## Texte à lire:
┏━━

Date de début de publication du BOI : 01/06/1978
Identifiant juridique : 12C5112
Références du document :  12C5112

SOUS-SECTION 2 LE PRIVILÈGE DU TRÉSOR

b. Exception au caractère général et sans droit de suite du privilège du Trésor.

16Par exception au principe selon lequel le privilège du Trésor ne comporte pas de droit de suite, le privilège visé aux articles 1920-1 et 1926 du CGI porte sur les rémunérations du travail cédées par le redevable au-delà de la moitié de la portion saisissable ou cessible de ces émoluments (CGI, art. 1925 in fine).

Cette disposition a essentiellement pour objet de déjouer certaines fraudes consistant, pour les redevables, à organiser leur insolvabilité par une cession anticipée des salaires à venir ; elle dispense l'Administration de recourir à l'action paulienne lorsque le débiteur est de mauvaise foi, mais elle s'applique même si la cession a été effectuée sans idée de fraude.

Remarque. - A noter, au cas particulier, qu'il s'agit d'une prérogative du Trésor et non de son privilège général.

  II. Redevables entrant dans le champ d'application du privilège du Trésor

17Le privilège du Trésor peut grever les biens :

- d'une part, des contribuables (personnes physiques et sociétés) c'est-à-dire les personnes qui, à quelque titre que ce soit, se trouvent débiteur d'imposition vis-à-vis du Trésor ;

- d'autre part, de certains tiers responsables.

En effet, la jurisprudence du Conseil d'État déclare que les tiers responsables sont débiteurs de l'impôt au même titre que les contribuables eux-mêmes.

Il s'agit essentiellement :

• des tiers qu'une disposition fiscale déclare solidairement responsable du payement de l'impôt avec le contribuable (CGI, art. 1684, 1685, 1686, 1687 et 1691) ;

• des gérants majoritaires de sociétés à responsabilité limitée déclarés responsables des impôts de ces sociétés (CGI, art. 1724 ter ), pour toutes les impositions (cf. 12 C 2251) ;

• des cautions.

┗━━

## Enregistrements de coordonnées annotés:
┏━━

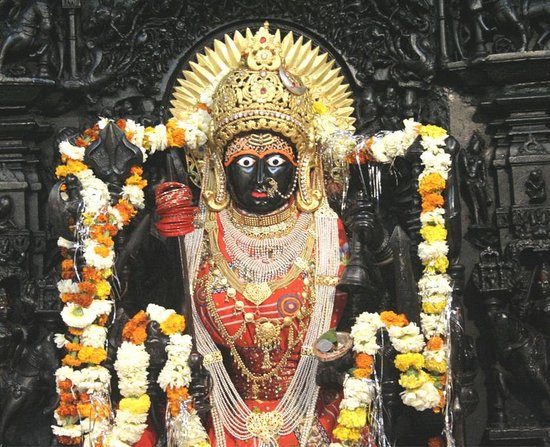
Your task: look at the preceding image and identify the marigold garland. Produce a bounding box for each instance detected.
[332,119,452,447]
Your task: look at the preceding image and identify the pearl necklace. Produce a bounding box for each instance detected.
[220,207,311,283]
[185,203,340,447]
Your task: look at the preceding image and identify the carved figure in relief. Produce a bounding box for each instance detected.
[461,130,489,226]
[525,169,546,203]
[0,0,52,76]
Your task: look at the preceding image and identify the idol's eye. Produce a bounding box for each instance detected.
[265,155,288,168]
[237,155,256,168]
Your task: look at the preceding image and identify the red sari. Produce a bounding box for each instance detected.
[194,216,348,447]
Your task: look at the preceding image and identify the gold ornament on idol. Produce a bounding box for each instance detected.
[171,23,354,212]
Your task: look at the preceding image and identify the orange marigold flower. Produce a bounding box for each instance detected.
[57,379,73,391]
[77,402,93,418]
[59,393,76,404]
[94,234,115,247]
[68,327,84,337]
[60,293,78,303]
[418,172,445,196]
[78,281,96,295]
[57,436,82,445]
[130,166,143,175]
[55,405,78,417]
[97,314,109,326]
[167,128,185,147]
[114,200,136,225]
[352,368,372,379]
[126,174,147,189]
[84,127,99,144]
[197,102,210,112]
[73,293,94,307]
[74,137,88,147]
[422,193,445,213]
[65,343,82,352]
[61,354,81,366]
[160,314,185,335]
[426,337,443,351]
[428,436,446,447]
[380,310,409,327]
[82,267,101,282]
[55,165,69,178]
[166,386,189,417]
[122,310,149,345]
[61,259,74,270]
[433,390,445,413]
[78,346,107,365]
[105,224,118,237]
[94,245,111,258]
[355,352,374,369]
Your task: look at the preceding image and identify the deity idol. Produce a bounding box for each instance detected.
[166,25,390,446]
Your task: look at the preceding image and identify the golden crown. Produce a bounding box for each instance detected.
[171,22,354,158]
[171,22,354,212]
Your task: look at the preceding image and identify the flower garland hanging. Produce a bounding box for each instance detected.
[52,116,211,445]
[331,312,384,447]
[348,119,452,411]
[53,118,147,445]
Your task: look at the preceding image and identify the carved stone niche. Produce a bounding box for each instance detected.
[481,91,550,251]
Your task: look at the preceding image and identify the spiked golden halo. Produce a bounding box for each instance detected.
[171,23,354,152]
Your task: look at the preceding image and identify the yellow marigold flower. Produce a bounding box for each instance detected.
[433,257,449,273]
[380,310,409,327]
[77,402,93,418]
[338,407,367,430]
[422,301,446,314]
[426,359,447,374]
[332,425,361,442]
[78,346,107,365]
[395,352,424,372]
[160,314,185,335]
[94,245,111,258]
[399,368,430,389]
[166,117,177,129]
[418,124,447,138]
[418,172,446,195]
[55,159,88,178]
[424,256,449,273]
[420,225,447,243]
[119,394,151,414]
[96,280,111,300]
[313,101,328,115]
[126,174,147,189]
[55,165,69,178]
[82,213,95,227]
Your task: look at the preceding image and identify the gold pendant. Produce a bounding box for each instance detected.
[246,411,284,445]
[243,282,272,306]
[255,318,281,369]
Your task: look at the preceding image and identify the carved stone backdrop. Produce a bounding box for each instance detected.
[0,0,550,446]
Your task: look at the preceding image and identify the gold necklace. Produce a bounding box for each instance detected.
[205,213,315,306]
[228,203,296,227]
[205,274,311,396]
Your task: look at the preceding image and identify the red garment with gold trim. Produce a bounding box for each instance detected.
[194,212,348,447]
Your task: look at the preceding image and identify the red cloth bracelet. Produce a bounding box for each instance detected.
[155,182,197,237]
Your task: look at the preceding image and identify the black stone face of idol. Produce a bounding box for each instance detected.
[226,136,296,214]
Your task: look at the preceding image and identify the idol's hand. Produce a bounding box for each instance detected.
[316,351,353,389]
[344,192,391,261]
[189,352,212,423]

┗━━
┏━━

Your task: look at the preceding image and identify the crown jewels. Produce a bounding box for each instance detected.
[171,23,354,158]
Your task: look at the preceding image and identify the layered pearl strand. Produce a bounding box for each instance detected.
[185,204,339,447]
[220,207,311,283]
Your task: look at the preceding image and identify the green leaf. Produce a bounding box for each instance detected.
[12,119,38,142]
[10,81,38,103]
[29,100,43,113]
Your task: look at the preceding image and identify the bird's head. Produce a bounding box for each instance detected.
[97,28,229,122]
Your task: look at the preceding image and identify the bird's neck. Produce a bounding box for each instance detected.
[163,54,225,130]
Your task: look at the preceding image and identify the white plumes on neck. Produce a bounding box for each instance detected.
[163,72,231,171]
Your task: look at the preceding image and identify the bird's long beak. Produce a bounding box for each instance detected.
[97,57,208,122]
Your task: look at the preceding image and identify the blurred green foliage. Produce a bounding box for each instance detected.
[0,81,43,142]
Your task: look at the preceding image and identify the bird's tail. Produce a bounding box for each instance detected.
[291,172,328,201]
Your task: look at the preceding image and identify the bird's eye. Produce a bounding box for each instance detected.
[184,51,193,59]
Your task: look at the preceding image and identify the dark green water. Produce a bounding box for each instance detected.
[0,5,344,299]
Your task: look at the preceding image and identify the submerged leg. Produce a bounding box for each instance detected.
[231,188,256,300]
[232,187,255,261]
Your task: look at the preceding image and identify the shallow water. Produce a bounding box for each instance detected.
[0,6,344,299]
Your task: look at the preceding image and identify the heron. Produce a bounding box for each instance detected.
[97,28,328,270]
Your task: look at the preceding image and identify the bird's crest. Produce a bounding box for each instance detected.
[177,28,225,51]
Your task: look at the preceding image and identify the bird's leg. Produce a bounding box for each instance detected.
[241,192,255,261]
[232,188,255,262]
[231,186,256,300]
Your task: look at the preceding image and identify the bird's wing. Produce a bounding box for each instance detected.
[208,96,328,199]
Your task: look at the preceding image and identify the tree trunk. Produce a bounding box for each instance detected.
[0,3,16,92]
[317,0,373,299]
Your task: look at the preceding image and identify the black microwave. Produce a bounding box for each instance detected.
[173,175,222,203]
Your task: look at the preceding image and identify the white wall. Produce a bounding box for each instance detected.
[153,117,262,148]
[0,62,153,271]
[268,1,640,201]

┗━━
┏━━

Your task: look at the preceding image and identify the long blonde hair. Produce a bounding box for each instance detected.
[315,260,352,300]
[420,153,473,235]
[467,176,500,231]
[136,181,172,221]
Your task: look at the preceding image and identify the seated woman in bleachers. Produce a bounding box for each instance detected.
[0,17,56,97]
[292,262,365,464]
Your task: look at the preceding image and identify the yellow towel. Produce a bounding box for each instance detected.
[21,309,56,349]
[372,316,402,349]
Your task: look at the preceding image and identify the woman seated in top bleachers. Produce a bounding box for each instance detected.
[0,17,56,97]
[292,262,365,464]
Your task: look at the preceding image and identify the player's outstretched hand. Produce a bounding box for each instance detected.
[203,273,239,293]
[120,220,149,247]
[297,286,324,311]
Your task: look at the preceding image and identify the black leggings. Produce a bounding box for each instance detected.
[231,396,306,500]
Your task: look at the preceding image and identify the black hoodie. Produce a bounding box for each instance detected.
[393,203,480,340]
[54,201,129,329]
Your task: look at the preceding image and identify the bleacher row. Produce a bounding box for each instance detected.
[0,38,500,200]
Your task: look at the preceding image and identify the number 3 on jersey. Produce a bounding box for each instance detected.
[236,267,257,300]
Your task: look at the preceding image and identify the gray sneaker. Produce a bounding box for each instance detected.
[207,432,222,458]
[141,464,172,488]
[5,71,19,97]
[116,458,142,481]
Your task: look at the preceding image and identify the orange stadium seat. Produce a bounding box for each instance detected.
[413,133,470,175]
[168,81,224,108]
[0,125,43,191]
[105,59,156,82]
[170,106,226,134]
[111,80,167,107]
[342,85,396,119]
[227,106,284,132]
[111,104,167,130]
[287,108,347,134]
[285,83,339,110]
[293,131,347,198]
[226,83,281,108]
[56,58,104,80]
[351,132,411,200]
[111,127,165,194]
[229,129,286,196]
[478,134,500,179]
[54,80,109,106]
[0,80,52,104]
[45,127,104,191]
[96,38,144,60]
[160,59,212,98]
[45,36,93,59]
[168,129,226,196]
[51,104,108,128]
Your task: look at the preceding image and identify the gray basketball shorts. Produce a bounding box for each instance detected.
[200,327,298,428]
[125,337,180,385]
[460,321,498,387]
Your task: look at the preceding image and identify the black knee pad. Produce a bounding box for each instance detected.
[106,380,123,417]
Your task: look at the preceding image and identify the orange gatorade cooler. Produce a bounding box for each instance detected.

┗━━

## Consigne A:
Reproduisez fidèlement le passage du texte sur le privilège du Trésor qui va de « 16Par exception au » jusqu'à « 1925 in fine). » inclus.
## Consigne B:
Repérez dans les enregistrements chaque ligne qui contient la chaîne « crown », en tenant compte de la casse, puis recopiez ces lignes.

## Résultat de l'exercice A:
16Par exception au principe selon lequel le privilège du Trésor ne comporte pas de droit de suite, le privilège visé aux articles 1920-1 et 1926 du CGI porte sur les rémunérations du travail cédées par le redevable au-delà de la moitié de la portion saisissable ou cessible de ces émoluments (CGI, art. 1925 in fine).

## Résultat de l'exercice B:
Your task: look at the preceding image and identify the golden crown. Produce a bounding box for each instance detected.
Your task: look at the preceding image and identify the crown jewels. Produce a bounding box for each instance detected.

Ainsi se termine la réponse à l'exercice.